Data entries
---------------

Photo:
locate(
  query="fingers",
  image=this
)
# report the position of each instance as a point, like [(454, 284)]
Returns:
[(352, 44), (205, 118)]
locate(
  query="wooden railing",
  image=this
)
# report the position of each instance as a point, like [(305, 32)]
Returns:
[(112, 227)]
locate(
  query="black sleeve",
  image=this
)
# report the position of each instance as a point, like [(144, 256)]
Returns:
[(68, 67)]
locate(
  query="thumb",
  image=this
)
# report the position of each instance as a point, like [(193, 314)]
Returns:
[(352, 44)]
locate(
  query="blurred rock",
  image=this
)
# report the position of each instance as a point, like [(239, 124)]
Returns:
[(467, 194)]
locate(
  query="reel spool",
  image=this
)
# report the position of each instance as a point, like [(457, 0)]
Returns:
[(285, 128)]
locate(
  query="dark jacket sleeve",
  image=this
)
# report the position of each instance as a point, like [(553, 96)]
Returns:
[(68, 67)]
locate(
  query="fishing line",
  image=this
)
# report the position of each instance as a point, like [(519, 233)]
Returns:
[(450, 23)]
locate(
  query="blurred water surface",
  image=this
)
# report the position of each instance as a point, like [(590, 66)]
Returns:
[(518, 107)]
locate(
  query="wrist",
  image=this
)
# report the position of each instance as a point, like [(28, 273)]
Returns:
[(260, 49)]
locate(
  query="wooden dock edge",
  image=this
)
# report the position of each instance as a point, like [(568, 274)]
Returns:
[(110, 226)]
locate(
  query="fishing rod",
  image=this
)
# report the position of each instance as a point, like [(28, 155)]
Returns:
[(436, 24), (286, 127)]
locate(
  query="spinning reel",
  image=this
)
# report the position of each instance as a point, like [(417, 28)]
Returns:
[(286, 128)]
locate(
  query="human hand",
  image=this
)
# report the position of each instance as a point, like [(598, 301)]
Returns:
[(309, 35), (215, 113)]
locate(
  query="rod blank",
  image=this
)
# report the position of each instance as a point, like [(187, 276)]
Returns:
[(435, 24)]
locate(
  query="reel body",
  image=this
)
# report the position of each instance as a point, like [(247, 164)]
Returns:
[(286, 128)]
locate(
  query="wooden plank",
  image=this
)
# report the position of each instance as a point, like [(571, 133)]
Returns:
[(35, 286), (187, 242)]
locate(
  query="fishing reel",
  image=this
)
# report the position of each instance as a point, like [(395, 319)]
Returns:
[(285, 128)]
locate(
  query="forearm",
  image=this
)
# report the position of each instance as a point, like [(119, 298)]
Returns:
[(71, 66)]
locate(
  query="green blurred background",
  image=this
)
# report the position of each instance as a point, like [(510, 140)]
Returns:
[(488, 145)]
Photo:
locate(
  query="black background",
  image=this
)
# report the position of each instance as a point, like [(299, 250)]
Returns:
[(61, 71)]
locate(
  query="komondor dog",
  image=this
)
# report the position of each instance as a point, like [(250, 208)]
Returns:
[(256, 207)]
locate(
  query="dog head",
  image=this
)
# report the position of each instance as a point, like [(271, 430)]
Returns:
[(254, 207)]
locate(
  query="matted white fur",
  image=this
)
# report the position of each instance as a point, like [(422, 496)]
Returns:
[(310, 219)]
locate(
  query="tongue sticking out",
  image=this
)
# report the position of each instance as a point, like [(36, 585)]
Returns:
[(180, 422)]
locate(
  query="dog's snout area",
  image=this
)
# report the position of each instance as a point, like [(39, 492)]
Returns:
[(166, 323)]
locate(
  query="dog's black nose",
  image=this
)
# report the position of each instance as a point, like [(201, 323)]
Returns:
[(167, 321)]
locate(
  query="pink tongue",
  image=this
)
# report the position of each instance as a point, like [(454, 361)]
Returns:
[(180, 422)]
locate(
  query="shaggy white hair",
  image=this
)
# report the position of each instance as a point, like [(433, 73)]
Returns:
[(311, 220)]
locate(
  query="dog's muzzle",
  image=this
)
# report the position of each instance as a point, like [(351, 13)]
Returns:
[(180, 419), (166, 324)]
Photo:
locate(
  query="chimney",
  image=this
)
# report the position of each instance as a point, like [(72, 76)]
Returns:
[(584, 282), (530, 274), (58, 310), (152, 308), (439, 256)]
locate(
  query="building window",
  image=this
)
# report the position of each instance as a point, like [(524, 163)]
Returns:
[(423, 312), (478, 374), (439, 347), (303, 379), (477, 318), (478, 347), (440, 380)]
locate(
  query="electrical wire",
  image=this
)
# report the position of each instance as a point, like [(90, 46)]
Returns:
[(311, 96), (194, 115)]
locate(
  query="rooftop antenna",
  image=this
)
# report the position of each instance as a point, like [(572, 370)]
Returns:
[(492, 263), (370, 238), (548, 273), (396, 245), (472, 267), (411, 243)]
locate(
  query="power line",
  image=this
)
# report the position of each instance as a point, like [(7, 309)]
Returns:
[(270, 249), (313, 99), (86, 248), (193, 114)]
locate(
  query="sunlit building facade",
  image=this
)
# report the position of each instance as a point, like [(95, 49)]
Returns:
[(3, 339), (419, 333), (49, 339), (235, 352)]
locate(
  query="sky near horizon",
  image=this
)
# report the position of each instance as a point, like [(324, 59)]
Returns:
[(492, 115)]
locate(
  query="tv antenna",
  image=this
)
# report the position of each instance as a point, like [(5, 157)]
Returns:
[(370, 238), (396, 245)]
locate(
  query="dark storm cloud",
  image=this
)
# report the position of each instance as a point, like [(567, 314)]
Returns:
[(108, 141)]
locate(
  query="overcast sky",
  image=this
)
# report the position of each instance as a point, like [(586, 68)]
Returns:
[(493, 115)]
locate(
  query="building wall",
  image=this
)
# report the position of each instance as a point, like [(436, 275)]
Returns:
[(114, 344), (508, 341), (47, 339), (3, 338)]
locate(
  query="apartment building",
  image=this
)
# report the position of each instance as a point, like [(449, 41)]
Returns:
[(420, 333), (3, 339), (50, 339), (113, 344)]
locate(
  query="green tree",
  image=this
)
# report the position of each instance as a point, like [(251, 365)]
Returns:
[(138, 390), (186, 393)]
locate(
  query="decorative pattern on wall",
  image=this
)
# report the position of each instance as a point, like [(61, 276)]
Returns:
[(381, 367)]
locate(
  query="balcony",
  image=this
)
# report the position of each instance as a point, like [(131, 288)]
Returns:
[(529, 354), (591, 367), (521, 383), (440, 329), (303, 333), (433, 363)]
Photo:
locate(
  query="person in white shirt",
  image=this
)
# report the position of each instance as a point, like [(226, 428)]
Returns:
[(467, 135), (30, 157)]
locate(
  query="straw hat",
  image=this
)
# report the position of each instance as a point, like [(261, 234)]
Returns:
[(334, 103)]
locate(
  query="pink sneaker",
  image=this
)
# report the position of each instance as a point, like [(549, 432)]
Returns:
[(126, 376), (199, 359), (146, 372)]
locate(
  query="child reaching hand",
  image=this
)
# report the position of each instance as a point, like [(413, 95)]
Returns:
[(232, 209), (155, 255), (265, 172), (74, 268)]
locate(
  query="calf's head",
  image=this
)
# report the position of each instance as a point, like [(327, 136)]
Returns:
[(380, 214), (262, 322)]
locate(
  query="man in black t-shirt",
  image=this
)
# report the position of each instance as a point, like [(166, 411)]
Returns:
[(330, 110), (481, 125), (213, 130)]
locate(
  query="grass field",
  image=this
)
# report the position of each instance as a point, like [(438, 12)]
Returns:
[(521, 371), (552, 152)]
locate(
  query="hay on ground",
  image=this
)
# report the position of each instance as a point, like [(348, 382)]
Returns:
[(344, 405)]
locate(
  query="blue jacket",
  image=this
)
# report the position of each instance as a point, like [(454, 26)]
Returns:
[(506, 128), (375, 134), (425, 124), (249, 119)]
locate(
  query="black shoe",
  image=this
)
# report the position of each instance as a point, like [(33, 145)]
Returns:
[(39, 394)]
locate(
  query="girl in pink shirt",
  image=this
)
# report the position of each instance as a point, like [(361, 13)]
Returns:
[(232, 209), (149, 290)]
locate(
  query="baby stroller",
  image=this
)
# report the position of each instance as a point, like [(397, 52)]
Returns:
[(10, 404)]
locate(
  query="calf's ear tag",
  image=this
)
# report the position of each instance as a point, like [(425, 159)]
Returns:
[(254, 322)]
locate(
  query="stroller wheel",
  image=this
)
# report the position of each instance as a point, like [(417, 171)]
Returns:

---------------

Set problem:
Copy word for word the lines that run from the start of the records through the line containing "[(352, 44), (205, 118)]", including both ends.

The output:
Photo:
locate(
  query="fingers",
  image=this
)
# report the position of each instance as a point, like [(454, 284)]
Returns:
[(352, 44), (205, 118)]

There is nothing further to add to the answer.